記述問題 a: 抜粋によると、天日名鳥命神社の通称名は何か。

原文抜粋:
..............................
天日名鳥命神社(あめのひなどりのみことじんじゃ)は 中古に神廟 燹火(へいか)の災に遭(あ)ひ 燔滅(せんめつ)し 後の代に 本社一宇を建て 三神〈天日名鳥命 天穂日命 天日鷺命〉共に祭祀し「天三祇の宮」と称したとの事 『延喜式神名帳(927年編纂)』所載の因幡国 高草郡 天日名鳥命神社(あまひなとりのみことの かみのやしろ)とされます
目次
1.ご紹介(Introduction)
この神社の正式名称や呼ばれ方 現在の住所と地図 祀られている神様や神社の歴史について ご紹介します
【神社名(Shrine name)】
天日名鳥命神社(Amenohinadorinomikoto shrine)
[通称名(Common name)]
天鷺の宮(あまさぎのみや)
【鎮座地 (Location) 】
鳥取県鳥取市大畑874
[地 図 (Google Map)]
【御祭神 (God's name to pray)】
《主》天日名鳥命(あめのひなどりのみこと)
素盞嗚命(すさのをのみこと)
【御神格 (God's great power)】(ご利益)
..............................
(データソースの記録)
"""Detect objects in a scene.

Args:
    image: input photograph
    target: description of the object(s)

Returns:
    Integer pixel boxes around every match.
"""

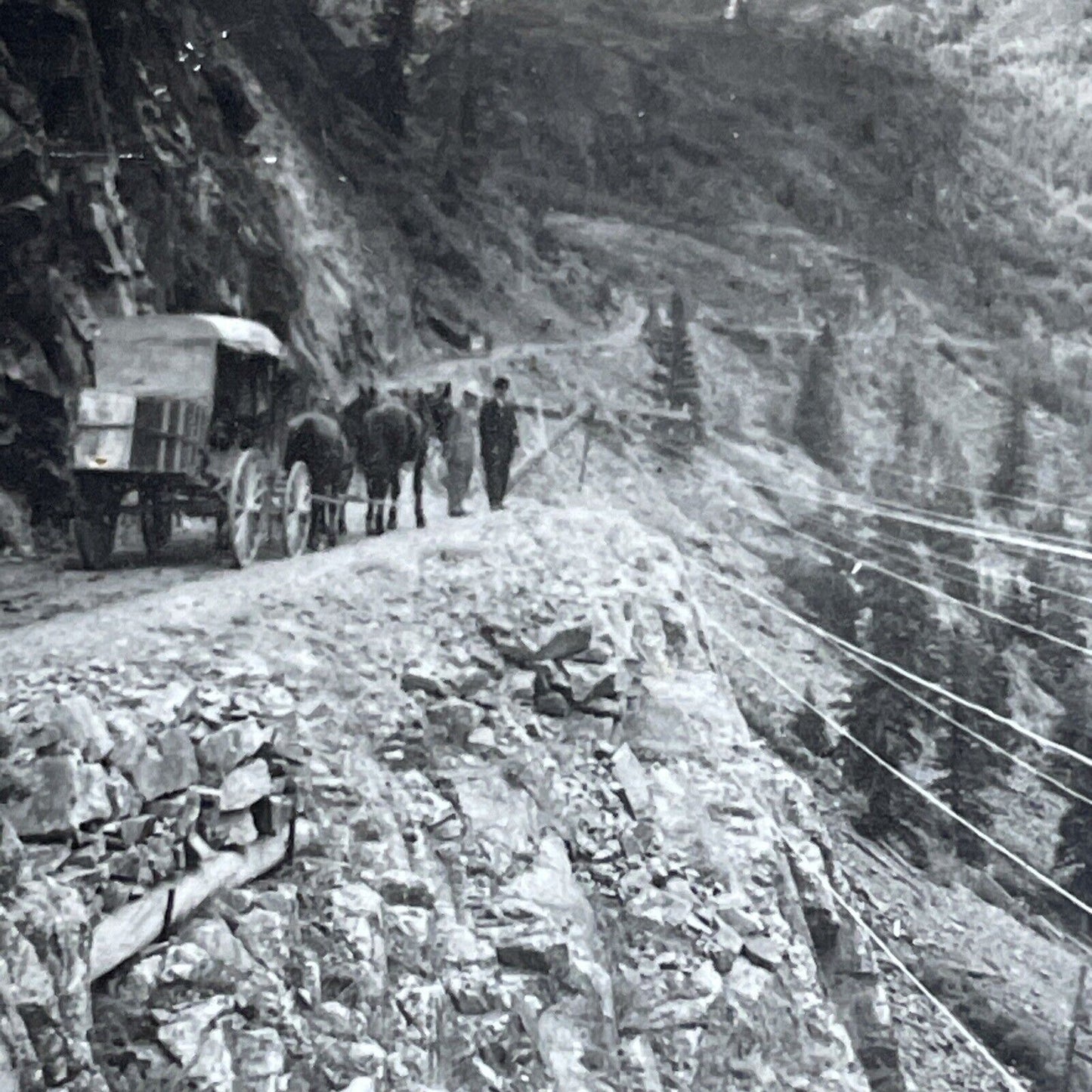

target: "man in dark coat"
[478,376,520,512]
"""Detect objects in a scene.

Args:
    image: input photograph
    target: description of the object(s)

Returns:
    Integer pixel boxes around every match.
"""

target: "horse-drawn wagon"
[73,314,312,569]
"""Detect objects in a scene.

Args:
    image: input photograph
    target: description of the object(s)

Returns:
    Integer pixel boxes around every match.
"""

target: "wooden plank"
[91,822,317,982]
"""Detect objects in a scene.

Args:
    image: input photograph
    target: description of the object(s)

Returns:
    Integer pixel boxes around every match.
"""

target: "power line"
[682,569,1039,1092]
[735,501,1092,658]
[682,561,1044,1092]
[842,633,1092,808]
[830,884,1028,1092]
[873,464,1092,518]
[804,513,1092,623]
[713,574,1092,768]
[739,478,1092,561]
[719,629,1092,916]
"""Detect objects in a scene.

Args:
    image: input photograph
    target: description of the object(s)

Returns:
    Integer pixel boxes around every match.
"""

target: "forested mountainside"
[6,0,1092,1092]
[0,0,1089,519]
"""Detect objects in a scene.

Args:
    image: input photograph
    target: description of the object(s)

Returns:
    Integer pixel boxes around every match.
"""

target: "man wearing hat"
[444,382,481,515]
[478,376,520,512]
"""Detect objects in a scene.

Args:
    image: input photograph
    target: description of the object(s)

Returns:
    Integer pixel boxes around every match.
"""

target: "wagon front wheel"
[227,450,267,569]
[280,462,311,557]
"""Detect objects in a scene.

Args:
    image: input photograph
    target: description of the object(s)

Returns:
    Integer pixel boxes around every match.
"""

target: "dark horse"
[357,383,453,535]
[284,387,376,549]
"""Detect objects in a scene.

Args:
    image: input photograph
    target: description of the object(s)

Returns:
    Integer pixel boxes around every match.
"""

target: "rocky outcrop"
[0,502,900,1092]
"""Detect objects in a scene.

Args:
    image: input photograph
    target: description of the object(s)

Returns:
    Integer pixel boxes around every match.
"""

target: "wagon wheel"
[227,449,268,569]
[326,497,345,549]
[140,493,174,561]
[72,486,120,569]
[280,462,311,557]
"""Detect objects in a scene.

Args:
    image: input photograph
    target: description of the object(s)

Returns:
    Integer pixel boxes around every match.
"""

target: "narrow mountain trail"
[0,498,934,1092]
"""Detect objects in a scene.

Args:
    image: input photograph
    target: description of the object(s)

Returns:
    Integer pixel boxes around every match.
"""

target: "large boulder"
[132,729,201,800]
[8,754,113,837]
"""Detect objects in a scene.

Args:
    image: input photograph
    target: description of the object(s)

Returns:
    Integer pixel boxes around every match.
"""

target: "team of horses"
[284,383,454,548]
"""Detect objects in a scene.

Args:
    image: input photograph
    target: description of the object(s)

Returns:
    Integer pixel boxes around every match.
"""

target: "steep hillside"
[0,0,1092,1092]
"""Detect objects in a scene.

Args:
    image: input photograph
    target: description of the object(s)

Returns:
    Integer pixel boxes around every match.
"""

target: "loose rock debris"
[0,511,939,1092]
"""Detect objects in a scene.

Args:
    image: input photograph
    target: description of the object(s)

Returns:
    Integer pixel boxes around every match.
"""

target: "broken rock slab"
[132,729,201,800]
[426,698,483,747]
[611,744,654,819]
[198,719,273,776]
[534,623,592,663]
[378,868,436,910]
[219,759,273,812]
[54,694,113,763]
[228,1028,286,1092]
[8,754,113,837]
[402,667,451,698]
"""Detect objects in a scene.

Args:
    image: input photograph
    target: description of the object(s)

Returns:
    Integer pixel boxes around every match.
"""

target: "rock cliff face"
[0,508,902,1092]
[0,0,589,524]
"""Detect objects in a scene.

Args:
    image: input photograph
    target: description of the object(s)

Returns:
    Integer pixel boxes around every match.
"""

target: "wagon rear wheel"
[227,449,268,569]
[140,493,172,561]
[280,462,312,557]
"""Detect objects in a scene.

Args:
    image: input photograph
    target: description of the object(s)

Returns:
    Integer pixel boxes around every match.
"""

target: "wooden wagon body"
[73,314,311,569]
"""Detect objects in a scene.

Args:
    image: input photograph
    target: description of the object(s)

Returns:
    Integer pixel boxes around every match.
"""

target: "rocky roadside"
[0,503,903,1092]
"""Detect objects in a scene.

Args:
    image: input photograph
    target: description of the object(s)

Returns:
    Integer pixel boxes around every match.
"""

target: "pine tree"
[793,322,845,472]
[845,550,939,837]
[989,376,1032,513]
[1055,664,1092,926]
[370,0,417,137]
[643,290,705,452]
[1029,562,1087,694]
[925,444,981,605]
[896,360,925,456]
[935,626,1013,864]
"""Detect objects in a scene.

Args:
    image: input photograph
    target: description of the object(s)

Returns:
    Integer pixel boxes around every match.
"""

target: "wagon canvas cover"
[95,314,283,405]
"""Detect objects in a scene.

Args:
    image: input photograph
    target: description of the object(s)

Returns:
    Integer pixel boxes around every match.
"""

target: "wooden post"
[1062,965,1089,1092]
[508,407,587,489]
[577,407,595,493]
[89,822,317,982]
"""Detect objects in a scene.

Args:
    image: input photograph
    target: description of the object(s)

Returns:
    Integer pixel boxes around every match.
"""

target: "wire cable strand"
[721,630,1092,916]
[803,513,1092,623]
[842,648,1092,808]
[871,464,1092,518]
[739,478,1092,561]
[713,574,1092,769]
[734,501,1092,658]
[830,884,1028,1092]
..............................
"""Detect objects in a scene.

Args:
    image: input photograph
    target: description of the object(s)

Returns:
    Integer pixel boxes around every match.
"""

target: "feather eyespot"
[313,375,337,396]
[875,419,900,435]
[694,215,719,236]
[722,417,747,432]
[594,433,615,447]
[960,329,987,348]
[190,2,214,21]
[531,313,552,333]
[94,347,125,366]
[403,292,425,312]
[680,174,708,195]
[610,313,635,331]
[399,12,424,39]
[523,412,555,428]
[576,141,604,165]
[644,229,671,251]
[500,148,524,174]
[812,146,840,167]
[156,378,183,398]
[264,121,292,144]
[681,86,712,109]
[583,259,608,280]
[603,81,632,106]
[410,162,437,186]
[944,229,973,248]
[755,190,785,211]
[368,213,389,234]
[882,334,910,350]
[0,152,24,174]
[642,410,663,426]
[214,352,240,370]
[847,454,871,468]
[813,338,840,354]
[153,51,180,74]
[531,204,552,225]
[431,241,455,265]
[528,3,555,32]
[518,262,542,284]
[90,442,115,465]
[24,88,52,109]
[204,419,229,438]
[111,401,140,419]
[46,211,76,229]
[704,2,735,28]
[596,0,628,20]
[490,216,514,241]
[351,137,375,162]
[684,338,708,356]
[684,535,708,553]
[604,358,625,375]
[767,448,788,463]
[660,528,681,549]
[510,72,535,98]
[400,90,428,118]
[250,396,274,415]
..............................
記述問題 b: エントリの中から文字列「wheel」を含む行をすべて探し、一行ずつ書き写してください。大文字と小文字は区別すること。

解答全文 a: 天鷺の宮(あまさぎのみや)。

解答全文 b:
target: "wagon front wheel"
target: "wagon wheel"
target: "wagon rear wheel"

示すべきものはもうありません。